Named-object pointing items:

** Begin **

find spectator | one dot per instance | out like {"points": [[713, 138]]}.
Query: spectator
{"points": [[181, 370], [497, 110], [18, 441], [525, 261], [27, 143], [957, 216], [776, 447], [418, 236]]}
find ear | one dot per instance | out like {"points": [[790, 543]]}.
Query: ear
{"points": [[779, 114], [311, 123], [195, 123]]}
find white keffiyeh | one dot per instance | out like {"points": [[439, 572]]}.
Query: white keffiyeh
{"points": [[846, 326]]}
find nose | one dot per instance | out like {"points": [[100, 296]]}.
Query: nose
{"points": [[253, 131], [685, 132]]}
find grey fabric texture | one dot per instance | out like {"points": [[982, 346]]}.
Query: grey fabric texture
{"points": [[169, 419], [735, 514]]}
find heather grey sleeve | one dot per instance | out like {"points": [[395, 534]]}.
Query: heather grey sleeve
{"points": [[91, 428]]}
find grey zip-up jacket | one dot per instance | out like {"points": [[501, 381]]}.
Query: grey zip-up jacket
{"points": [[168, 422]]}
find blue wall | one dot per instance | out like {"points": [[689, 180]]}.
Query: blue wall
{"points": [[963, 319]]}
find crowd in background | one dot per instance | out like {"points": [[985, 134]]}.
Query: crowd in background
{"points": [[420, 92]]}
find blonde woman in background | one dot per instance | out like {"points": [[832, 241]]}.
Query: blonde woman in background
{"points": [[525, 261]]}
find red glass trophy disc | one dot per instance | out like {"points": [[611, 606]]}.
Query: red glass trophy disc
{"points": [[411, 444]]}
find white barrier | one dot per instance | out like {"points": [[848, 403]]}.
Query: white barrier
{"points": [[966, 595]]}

** End **

Rewrite the items above, swapping "one dot per instance" for "a single dot for each instance" wherever it appears and leaving everything else unchanged.

Expected answer →
find spectator | a single dot for each instance | out like {"points": [[713, 138]]}.
Query: spectator
{"points": [[181, 370], [497, 110], [18, 441], [525, 261], [27, 143], [957, 216], [776, 447], [418, 236]]}
find ear | a single dot for each instance | out like {"points": [[790, 543]]}.
Query: ear
{"points": [[779, 114], [311, 123], [195, 123]]}
find white keffiyeh | a single dot for each instance | out like {"points": [[439, 572]]}.
Query: white keffiyeh
{"points": [[846, 326]]}
find nose | a single dot for each instance | out like {"points": [[100, 296]]}.
Query: nose
{"points": [[253, 131], [685, 132]]}
find grey fabric texture | a single dot for each instance | out like {"points": [[982, 346]]}.
Query: grey fabric texture
{"points": [[169, 419], [735, 514]]}
find heather grey sleeve | a single dot for each instance | out like {"points": [[395, 534]]}.
Query: heather grey sleeve
{"points": [[91, 428]]}
find grey zip-up jacket | a single dot for each instance | out like {"points": [[501, 381]]}.
Query: grey zip-up jacket
{"points": [[168, 422]]}
find blue wall | a single dot for each instance | out like {"points": [[689, 180]]}.
Query: blue wall
{"points": [[963, 319]]}
find crowd in background | a single dot for each instance | out like {"points": [[985, 134]]}.
Query: crowd in background
{"points": [[420, 92]]}
find blonde woman in background | a single dot for each instance | out like {"points": [[832, 241]]}.
Query: blonde woman in background
{"points": [[525, 261]]}
find red glass trophy disc | a single dot for each instance | out like {"points": [[611, 606]]}.
Query: red glass trophy disc
{"points": [[411, 444]]}
find white barrier | a single dot for each instance | out like {"points": [[848, 403]]}.
Query: white barrier
{"points": [[966, 595]]}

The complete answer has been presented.